# Provided text:
• • • •

“When he was at table with them, he took the bread and blessed, and broke it, and gave it to them. And their eyes were opened and they recognized him; and he vanished out of their sight” (Luke 24:30-31).
+In the Name of the Father, and of the Son, and of the Holy Ghost, Amen.
“When he was at table with them, he took the bread and blessed, and broke it, and gave it to them. And their eyes were opened and they recognized him; and he vanished out of their sight” (Luke 24:30-31).
Last Sunday, the Second Sunday of Easter, the Gospel took us to the Upper Room on Easter night and to the Sunday thereafter where and when the Risen Lord stood before the Apostles showing them the marks of His Crucifixion after walking through the locked doors in His resurrected body. At the time of His second appearance, you will remember that He asked Thomas to physically touch His wounds.
Today we are still at Easter Day as two of Jesus’ followers (two of His disciples, for the word “disciple” means “follower) are walking on the road to the village of Emmaus. Suddenly, “Jesus himself drew near and went with them. But their eyes were kept from recognizing him.”

• • • •

# Supplied material:
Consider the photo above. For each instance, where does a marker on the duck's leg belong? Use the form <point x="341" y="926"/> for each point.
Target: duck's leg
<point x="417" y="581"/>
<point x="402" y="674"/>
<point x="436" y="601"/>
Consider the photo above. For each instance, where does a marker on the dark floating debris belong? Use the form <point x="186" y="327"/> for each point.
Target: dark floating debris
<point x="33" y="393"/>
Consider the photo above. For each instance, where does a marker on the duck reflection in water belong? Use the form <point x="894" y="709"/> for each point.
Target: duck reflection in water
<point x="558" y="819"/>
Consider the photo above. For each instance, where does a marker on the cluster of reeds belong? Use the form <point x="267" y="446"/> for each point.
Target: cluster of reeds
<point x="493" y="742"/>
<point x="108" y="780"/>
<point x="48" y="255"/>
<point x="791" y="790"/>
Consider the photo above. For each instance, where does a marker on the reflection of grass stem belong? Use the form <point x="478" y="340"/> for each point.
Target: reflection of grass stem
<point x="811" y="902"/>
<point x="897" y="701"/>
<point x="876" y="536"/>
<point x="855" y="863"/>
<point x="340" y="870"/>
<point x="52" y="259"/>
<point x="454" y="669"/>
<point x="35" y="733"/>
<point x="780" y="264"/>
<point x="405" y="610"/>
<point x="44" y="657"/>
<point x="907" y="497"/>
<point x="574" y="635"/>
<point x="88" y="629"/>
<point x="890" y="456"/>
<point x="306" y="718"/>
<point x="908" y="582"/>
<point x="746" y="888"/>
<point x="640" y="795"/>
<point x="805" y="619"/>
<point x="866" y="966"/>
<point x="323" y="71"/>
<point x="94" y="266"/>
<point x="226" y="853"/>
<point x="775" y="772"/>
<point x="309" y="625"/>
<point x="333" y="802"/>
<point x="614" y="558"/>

• • • •

# Work instructions:
Translate this sentence from the sermon into Spanish: "At the time of His second appearance, you will remember that He asked Thomas to physically touch His wounds." Work from the sermon alone.

# Complete output:
En el momento de Su segunda aparición, recordarán que le pidió a Tomás que tocara físicamente Sus heridas.